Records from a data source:
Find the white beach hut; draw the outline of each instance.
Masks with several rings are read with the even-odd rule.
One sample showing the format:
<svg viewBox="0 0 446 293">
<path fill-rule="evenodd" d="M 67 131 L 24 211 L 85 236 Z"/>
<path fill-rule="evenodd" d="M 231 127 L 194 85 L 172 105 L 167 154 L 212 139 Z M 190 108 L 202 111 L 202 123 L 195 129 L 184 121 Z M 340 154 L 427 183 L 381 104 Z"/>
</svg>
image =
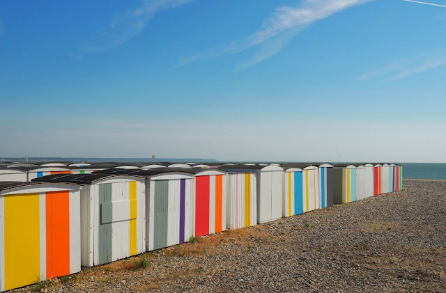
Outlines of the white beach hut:
<svg viewBox="0 0 446 293">
<path fill-rule="evenodd" d="M 0 181 L 28 181 L 27 167 L 0 168 Z"/>
<path fill-rule="evenodd" d="M 278 166 L 224 165 L 221 169 L 230 172 L 256 174 L 257 223 L 261 223 L 282 216 L 283 171 Z"/>
<path fill-rule="evenodd" d="M 145 178 L 56 174 L 33 182 L 77 183 L 81 191 L 81 263 L 93 267 L 146 250 Z"/>
<path fill-rule="evenodd" d="M 81 187 L 0 182 L 0 291 L 80 271 Z"/>
</svg>

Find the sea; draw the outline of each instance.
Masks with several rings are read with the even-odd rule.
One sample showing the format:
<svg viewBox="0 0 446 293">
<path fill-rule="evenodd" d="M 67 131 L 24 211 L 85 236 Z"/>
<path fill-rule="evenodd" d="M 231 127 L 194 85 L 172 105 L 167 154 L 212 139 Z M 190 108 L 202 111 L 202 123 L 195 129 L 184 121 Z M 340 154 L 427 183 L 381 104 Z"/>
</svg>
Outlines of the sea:
<svg viewBox="0 0 446 293">
<path fill-rule="evenodd" d="M 403 179 L 446 180 L 446 163 L 401 163 Z"/>
</svg>

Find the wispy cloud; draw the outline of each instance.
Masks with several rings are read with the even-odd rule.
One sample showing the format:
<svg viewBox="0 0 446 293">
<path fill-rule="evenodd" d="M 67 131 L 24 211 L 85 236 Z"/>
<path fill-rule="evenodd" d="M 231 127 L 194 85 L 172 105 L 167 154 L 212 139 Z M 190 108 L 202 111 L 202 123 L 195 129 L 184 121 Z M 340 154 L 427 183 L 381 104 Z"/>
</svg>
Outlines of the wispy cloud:
<svg viewBox="0 0 446 293">
<path fill-rule="evenodd" d="M 313 22 L 371 1 L 374 0 L 305 0 L 294 6 L 278 7 L 263 20 L 261 27 L 252 35 L 203 54 L 184 56 L 180 59 L 179 65 L 199 59 L 215 58 L 222 54 L 236 54 L 256 47 L 258 50 L 252 58 L 238 69 L 254 66 L 277 54 L 291 39 Z"/>
<path fill-rule="evenodd" d="M 130 9 L 115 17 L 107 27 L 95 33 L 90 44 L 71 54 L 79 59 L 84 54 L 107 52 L 125 44 L 139 34 L 159 11 L 174 8 L 193 0 L 146 0 L 141 7 Z"/>
<path fill-rule="evenodd" d="M 413 1 L 413 0 L 403 0 L 403 1 L 405 1 L 406 2 L 419 3 L 420 4 L 432 5 L 433 6 L 446 7 L 446 6 L 440 5 L 440 4 L 435 4 L 433 3 L 421 2 L 421 1 Z"/>
<path fill-rule="evenodd" d="M 358 80 L 400 79 L 446 65 L 446 48 L 424 52 L 406 58 L 398 59 L 360 76 Z"/>
</svg>

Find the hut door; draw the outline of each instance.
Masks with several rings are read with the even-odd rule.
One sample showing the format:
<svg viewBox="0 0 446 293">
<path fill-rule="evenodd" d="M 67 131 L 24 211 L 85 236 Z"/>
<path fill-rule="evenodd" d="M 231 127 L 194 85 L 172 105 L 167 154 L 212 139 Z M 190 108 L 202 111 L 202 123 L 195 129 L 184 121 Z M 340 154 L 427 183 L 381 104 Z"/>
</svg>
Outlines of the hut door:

#### Exercise prompt:
Repeat every line of the material above word for word, leaving out the picture.

#### Finished exercise:
Find the white beach hut; draw the outline of each instance.
Masks with several rings are read with the even-odd rule.
One sample showing the format:
<svg viewBox="0 0 446 293">
<path fill-rule="evenodd" d="M 67 131 L 24 211 L 85 236 Z"/>
<path fill-rule="evenodd" d="M 231 127 L 194 85 L 172 105 L 167 154 L 212 139 Z M 190 108 L 202 111 L 202 123 L 195 129 L 184 121 Z M 340 154 L 427 183 L 381 104 Z"/>
</svg>
image =
Outlines of the white beach hut:
<svg viewBox="0 0 446 293">
<path fill-rule="evenodd" d="M 0 181 L 28 181 L 27 167 L 0 168 Z"/>
<path fill-rule="evenodd" d="M 278 166 L 224 165 L 221 169 L 230 172 L 256 174 L 257 223 L 261 223 L 282 216 L 283 171 Z"/>
<path fill-rule="evenodd" d="M 145 178 L 56 174 L 33 182 L 77 183 L 81 191 L 81 263 L 93 267 L 146 250 Z"/>
<path fill-rule="evenodd" d="M 81 187 L 0 182 L 0 291 L 80 271 Z"/>
</svg>

Find the sea; draw the outline of each instance.
Masks with several rings are read with the even-odd rule.
One sample showing the format:
<svg viewBox="0 0 446 293">
<path fill-rule="evenodd" d="M 67 131 L 24 211 L 85 236 Z"/>
<path fill-rule="evenodd" d="M 231 127 L 194 85 L 172 105 L 167 154 L 212 139 Z M 190 108 L 202 111 L 202 123 L 195 129 L 184 121 Z M 340 154 L 427 183 L 381 104 Z"/>
</svg>
Outlines of the sea:
<svg viewBox="0 0 446 293">
<path fill-rule="evenodd" d="M 403 179 L 446 180 L 446 163 L 401 163 Z"/>
</svg>

Find the wispy cloud; draw the outline of each instance.
Masks with several rings are read with the even-odd rule.
One sample showing the format:
<svg viewBox="0 0 446 293">
<path fill-rule="evenodd" d="M 67 131 L 24 211 L 85 236 Z"/>
<path fill-rule="evenodd" d="M 231 127 L 194 85 L 172 105 L 167 154 L 212 139 Z M 190 108 L 202 111 L 202 123 L 195 129 L 184 121 Z M 340 154 L 427 183 L 381 104 Z"/>
</svg>
Outlines of the wispy cloud:
<svg viewBox="0 0 446 293">
<path fill-rule="evenodd" d="M 313 22 L 371 1 L 374 0 L 305 0 L 294 6 L 278 7 L 263 20 L 261 27 L 252 35 L 203 54 L 184 56 L 180 59 L 179 65 L 199 59 L 215 58 L 222 54 L 236 54 L 256 47 L 258 50 L 252 58 L 238 69 L 254 66 L 277 54 L 291 39 Z"/>
<path fill-rule="evenodd" d="M 130 9 L 115 17 L 107 27 L 95 33 L 90 44 L 71 54 L 79 59 L 84 54 L 107 52 L 125 44 L 139 34 L 159 11 L 174 8 L 193 0 L 146 0 L 141 7 Z"/>
<path fill-rule="evenodd" d="M 413 1 L 413 0 L 403 0 L 403 1 L 405 1 L 406 2 L 419 3 L 420 4 L 432 5 L 433 6 L 446 7 L 446 6 L 440 5 L 440 4 L 435 4 L 433 3 L 421 2 L 421 1 Z"/>
<path fill-rule="evenodd" d="M 358 80 L 400 79 L 446 65 L 446 48 L 424 52 L 406 58 L 398 59 L 360 76 Z"/>
</svg>

Find the hut door; draw the outline of each instance.
Masks with several rings are read with the even-odd rule.
One sample showing the format:
<svg viewBox="0 0 446 293">
<path fill-rule="evenodd" d="M 67 131 L 24 211 L 85 236 Z"/>
<path fill-rule="evenodd" d="M 231 127 L 194 85 L 172 105 L 167 154 L 212 139 Z M 190 108 L 202 111 L 202 123 L 195 129 L 184 121 Z M 340 154 L 427 183 L 381 104 Z"/>
</svg>
Outlines of the hut door:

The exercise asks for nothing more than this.